## [AUFGABE]
Setze die Forumsdiskussion über Logoideen für eine Schreinerei im Anschluss an ihren letzten Beitrag fort.

## [AUSGANGSTEXT]
____
# Logo Ideen für eine Schreinerei?



## julchen (8. November 2005)

Hallo,
ich soll für eine Schreinerei ein Logo erstellen. Leider hab ich momentan ein kleines kreatives Loch.
Wer hätte auch Anhieb eine Idee in Sachen Zeichen (ohne Namen). Also ein Synonym für eine Schreinerei. Als Zusatz zur Schreinerei soll noch Möbel- und Bauelemente als Schriftzug erscheinen.

Gruss
Julchen


----------



## zioProduct (8. November 2005)

Kreissägeblatt, Holzbretter, Möbel :suspekt:


----------



## Leola13 (8. November 2005)

Hai,

Handhobel, fliegende Späne

Ciao Stefan


----------



## cyberium (8. November 2005)

Leider hab ich momentan ein kleines kreatives Loch.

...hört sich witzig an! Wie wärs mit einem Hobel, Säge (kein Blatt - erínnert an aggro berlin),


----------



## julchen (9. November 2005)

Hallo,
daran hab ich auch schon gedacht. Aber das hat doch jeder Schreiner. Was ausgefalleneres wäre nicht schlecht.
____
## [BEREITGESTELLTE DATEN]

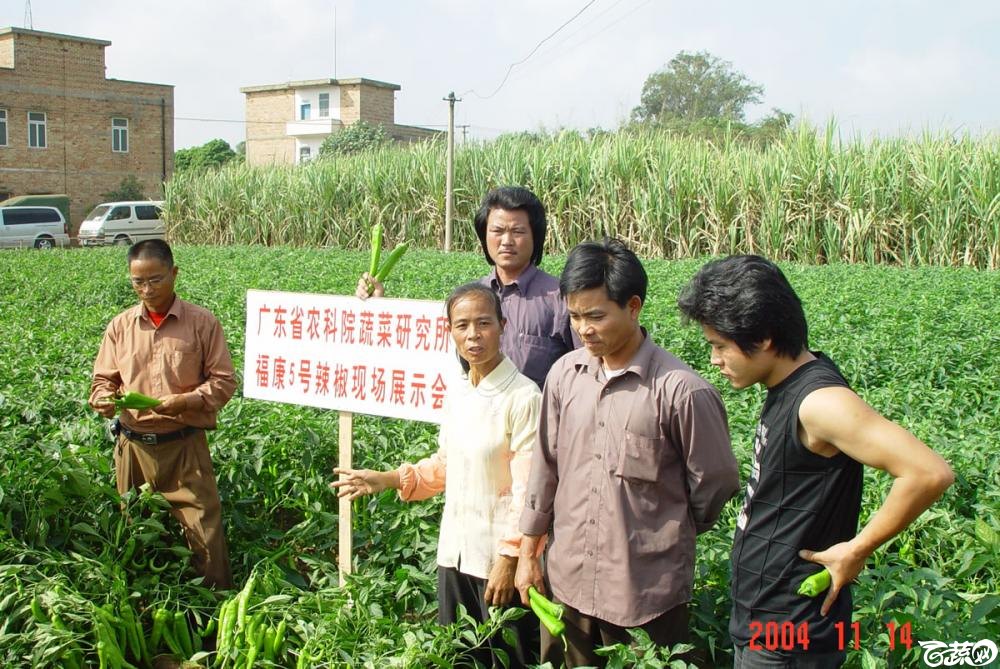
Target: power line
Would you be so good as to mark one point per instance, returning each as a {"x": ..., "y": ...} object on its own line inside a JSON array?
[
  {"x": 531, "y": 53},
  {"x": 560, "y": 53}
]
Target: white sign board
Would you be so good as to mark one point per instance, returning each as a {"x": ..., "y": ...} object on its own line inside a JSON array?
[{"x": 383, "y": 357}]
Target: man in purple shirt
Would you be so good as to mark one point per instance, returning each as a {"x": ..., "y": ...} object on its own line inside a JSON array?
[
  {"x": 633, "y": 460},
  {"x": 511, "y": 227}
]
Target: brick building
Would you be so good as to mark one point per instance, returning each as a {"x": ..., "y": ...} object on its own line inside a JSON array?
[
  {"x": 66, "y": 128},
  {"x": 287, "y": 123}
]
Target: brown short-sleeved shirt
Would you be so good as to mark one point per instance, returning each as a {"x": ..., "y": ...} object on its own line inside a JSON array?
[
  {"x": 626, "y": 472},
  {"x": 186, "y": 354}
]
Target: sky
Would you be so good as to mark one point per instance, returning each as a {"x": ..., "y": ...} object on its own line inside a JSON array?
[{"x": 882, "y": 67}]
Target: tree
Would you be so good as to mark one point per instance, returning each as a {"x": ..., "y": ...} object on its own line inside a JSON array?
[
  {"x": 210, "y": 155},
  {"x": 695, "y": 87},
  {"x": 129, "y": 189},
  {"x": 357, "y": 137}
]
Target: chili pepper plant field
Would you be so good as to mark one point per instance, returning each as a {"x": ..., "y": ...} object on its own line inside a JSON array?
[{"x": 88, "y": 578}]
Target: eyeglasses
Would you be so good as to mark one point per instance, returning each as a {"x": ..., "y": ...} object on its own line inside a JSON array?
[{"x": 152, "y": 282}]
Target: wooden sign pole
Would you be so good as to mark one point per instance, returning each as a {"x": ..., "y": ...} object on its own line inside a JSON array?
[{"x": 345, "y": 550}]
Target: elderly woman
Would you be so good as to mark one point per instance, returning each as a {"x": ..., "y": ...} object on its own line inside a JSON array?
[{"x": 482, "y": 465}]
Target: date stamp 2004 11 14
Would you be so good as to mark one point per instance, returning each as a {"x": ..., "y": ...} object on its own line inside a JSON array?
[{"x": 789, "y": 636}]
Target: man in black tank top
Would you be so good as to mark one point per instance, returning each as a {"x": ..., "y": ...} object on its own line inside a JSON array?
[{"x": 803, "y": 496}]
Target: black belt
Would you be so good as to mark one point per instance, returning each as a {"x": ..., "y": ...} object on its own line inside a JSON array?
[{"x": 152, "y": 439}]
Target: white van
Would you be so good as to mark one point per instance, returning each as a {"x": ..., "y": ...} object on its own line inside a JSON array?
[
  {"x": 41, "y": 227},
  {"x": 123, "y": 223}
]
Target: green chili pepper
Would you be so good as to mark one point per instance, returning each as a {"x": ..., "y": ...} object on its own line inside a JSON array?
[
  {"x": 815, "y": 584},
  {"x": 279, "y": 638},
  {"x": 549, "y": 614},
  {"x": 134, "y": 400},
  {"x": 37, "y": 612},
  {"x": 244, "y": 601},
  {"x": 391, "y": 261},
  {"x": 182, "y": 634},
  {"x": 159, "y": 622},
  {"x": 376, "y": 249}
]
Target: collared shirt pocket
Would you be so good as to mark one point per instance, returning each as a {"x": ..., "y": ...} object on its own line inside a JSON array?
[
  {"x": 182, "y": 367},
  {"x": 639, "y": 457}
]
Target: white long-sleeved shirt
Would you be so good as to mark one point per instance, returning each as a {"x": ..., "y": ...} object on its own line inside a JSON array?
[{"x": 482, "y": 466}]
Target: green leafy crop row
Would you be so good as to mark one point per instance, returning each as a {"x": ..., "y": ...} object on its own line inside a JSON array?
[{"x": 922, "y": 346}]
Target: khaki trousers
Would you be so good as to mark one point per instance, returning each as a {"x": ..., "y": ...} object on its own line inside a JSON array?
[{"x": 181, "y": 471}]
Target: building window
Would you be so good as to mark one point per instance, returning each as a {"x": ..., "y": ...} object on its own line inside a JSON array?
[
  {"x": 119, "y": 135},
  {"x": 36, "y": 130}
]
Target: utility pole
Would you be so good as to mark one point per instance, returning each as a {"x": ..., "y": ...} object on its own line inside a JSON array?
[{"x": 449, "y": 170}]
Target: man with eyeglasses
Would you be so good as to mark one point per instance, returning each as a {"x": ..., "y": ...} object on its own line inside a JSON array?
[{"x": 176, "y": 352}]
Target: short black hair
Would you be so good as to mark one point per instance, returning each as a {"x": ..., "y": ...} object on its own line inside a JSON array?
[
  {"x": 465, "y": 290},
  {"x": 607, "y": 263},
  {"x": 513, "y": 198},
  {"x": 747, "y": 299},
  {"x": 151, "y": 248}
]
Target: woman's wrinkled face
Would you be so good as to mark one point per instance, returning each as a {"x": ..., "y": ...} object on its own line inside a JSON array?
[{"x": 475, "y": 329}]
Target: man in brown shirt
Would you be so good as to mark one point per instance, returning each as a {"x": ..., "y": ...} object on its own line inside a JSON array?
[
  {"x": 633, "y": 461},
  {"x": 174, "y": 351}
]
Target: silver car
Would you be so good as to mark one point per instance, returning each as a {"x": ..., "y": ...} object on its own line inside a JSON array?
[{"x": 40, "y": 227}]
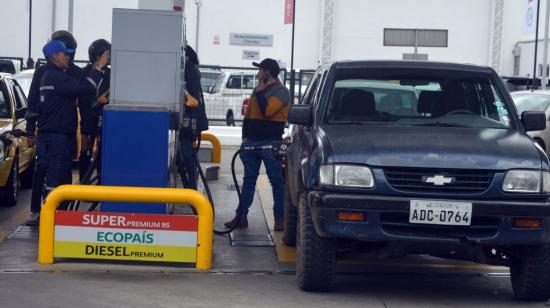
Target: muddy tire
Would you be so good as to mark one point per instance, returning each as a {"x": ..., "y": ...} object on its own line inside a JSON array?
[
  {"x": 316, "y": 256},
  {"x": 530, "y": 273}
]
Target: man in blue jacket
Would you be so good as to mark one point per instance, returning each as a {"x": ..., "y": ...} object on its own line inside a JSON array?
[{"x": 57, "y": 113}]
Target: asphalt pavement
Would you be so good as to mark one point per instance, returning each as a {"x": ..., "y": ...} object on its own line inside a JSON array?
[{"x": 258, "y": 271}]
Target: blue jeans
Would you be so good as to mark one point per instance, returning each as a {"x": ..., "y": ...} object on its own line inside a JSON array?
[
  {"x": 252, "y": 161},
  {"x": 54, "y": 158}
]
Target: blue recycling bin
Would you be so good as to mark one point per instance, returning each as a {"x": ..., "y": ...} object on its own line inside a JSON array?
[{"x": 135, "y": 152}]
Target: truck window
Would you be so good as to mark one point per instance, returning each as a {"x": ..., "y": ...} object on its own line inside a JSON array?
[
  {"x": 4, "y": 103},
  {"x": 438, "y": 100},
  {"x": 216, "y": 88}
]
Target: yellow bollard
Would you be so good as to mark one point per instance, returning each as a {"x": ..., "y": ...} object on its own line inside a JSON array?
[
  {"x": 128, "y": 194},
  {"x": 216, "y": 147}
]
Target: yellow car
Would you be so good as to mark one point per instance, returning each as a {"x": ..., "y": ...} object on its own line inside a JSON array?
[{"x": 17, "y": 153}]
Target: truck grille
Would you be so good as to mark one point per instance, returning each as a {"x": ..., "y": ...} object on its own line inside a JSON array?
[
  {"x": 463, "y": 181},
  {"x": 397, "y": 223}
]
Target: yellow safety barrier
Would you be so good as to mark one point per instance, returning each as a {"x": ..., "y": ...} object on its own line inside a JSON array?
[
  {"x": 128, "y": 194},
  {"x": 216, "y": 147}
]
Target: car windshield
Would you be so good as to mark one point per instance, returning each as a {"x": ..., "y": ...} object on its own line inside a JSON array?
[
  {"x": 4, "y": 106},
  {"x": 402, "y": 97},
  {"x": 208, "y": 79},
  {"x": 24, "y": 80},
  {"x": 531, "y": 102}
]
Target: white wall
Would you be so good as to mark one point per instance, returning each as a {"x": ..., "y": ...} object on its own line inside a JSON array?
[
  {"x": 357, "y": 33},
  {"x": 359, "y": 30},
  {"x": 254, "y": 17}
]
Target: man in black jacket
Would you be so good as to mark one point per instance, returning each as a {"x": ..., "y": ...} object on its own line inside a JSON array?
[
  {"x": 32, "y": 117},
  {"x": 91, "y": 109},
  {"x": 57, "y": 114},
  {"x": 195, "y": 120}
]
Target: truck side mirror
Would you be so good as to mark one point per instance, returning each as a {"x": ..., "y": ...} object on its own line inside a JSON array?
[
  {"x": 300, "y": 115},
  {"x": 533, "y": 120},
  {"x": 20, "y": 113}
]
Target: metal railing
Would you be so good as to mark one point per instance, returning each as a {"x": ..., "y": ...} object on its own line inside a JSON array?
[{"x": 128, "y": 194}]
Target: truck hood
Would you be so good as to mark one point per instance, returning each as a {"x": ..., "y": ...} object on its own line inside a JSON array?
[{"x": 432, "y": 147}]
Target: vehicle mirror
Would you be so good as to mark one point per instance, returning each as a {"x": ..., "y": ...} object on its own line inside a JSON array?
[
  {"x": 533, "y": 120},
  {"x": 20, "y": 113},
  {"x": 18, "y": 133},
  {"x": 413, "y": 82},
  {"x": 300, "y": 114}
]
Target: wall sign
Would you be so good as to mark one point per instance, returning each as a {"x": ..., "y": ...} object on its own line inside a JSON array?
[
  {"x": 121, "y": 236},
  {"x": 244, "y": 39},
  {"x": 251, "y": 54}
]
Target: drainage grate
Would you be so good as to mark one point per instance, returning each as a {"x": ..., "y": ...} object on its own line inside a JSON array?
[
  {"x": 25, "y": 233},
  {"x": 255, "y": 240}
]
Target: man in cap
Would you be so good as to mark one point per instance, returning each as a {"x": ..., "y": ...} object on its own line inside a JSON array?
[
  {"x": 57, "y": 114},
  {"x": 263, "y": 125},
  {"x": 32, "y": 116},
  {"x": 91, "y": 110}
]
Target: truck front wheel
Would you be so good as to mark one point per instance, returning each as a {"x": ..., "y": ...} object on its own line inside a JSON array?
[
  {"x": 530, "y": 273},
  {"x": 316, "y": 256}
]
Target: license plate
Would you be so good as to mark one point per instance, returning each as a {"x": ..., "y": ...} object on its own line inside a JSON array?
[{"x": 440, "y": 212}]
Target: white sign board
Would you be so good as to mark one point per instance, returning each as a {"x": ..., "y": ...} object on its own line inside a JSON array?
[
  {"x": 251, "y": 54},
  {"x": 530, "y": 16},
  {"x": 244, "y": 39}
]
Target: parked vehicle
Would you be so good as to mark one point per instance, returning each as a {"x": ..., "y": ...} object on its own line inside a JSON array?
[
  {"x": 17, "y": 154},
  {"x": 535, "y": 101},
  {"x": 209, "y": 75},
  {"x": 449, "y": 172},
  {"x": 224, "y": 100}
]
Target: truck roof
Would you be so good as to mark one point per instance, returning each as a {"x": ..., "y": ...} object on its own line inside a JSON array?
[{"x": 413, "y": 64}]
____
## [LÖSUNG]
Oder hat jemand einen guten Entwurf der einem Hobel, Sägeblatt, oder Spänen ähnelt. Vielleicht eine moderne Umsetzung des ganzen.

Gruss
Julchen


----------



## Ellie (9. November 2005)

Hallo julchen,

google? Und dann selber machen.

LG,
Ellie


----------



## julchen (10. November 2005)

Hallo,
vielleicht könnte mir mal jemand ein Zeichen posten, was im gerade so einfällt zu Schreinerei oder Möbel bzw. Bauelemente.

Ich weiss das ich das selber machen soll, aber im Moment komm ich da nicht weiter und hier im Forum wurde auch schon oft auf diese Weise geholfen.

Gruss
Julchen


----------



## metty (10. November 2005)

julchen hat gesagt.:
			
		

> vielleicht könnte mir mal jemand ein Zeichen posten, was im gerade so einfällt zu Schreinerei oder Möbel bzw. Bauelemente.



Sowas liebe ich ja...



Mach ein Brainstorming. Schreib alles auf, was dir zu dem Thema einfällt. Alles. Und dann streichst du nicht gute Begriffe weg. Scribble danach ein wenig und verfeiner deine Ideen.

Gruß, Matthias


----------



## julchen (11. November 2005)

Hallo,
ich möchte ja auch kein komplettes Logo gestaltet haben. Mir fehlt ja nur ein Ansatz für das Zeichen.

Mir ist in der Zwischenzeit jedoch etwas eingefallen. Ich weiss allerdings nicht, ob man dieses Zeichen in Verbindung sezten kann mit einer Schreinerei, bzw. mit Möbel und Bauelemente.

Vielleicht könnt Ihr mal was dazu sagen, bzw. was ich besser oder anders machen könnte.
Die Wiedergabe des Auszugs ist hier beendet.